◆ COMPITO A: Come si rende in inglese questa frase del testo sul curatore fallimentare: «Egli è pertanto legittimato a compiere atti negoziali con terzi e a stare in giudizio per conto della procedura.»?
◆ COMPITO B: Come potrebbe proseguire il testo sul curatore fallimentare dopo la sua ultima frase? Completalo scrivendone la parte successiva.

◆ TESTO DELLA PAGINA:
++++++++++
Il curatore nominato dal tribunale fra soggetti muniti di particolari requisiti di professionalità,

esperienza ed indipendenza, è l’organo, investito della qualità di pubblico ufficiale, che

operativamente si fa carico di portare a compimento le finalità della procedura. A questo fine egli ha

l’amministrazione del patrimonio fallimentare e compie tutte le operazioni della procedura, sotto

però la vigilanza degli altri organi. Egli è pertanto legittimato a compiere atti negoziali con terzi e a

stare in giudizio per conto della procedura. Nell’esercitare questo potere il curatore è

sostanzialmente autonomo, tanto ciò vero che i suoi atti possono costituire oggetto di reclamo solo

dal punto di vista dell’eventuale violazione di legge, ma non sono sindacabili nella loro

discrezionalità tecnica. L’autonomia e la discrezionalità delle iniziative del curatore non è del resto

contraddetta dal fatto che la sua legittimazione risulti talora condizionata da autorizzazioni, tanto è

vero che queste non avrebbero comunque la possibilità di esimerlo da responsabilità. Si tratta delle

autorizzazioni del giudice delegato o di quelle del comitato dei creditori per gli atti di straordinario

amministrazione. Se poi si tratti di atti che attuino l’azione liquidatoria ex ante pianificata in un

programma di liquidazione, questo dovrà essere approvato nel suo complesso dal comitato dei

creditori e comunicato al giudice delegato, che autorizzerà il compimento degli atti ad esso

conformi. Poco dopo l’inizio della sua attività il curatore dovrà presentare al giudice delegato una

relazione particolareggiata sulle cause e sulle circostanze del fallimento e sulla condotta e le

eventuali responsabilità, anche penali del fallito, dopodichè, ogni sei mesi, un rapporto riepilogativo

sulle attività svolte. All’esito del suo mandato, infine, renderà il conto della gestione, salvo

contestazioni, potrà dirsi liberato da responsabilità. Se invece, dopo il rendiconto ma anche durante

la procedura, gli venisse contestato di non aver adempiuto ai suoi doveri con la diligenza

professionale, potrà essere revocato e subire un’azione di responsabilità.
++++++++++
◆ DATI FORNITI:
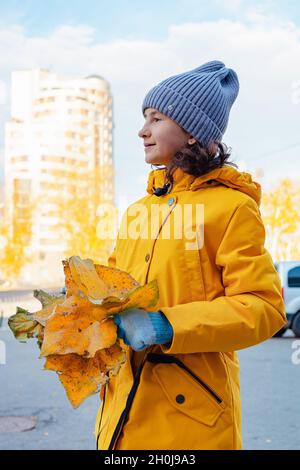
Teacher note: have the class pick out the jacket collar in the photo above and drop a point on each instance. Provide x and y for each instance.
(226, 176)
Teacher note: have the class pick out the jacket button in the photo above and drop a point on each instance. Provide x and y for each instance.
(180, 399)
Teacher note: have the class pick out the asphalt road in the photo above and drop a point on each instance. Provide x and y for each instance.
(270, 385)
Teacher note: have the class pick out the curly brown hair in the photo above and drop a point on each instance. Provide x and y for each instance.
(197, 159)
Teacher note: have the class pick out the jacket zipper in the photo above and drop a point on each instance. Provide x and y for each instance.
(168, 359)
(129, 401)
(155, 358)
(99, 427)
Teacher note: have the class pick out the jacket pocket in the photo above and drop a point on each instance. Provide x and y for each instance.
(188, 393)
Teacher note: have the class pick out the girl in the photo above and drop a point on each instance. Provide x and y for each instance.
(179, 387)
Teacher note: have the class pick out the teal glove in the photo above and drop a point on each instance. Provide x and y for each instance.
(140, 329)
++++++++++
◆ RISPOSTA AL COMPITO A: He is therefore entitled to enter into transactions with third parties and to appear in legal proceedings on behalf of the procedure.

◆ RISPOSTA AL COMPITO B:
IL COMITATO DEI CREDITORI

I poteri di gestione del curatore, come visto, vengono ad essere fortemente compartecipati, non

tanto nella legittimità quanto nel merito, dal comitato dei creditori. Questo infatti è chiamato a

condividere le iniziative del curatore, spesso autorizzandole, talvolta limitandosi ad esprimere una

mero parere non vincolante. La condivisione di scelte che possono anche rivelarsi strategiche rende

opportuno che il comitato dei creditori venga ad essere composto da creditori scelti dal giudice

delegato, dopo aver consultato il curatore e i creditori, in modo da rappresentare in misura

equilibrata quantità e qualità dei crediti ed avuto riguardo alla possibilità di soddisfacimento dei

crediti stessi. Il comitato ha ampi poteri ispettivi ed informativi. Decidendo poi anche

informalmente e con voto espresso a distanza, a maggioranza dei votanti. Anche contro gli atti del

comitato dei creditori è ammesso reclamo al giudice delegato da parte del fallito o di ogni altro

interessato, per violazione di legge. Il decreto motivato con cui il giudice decide su di esso è a sua

volta reclamabile al tribunale.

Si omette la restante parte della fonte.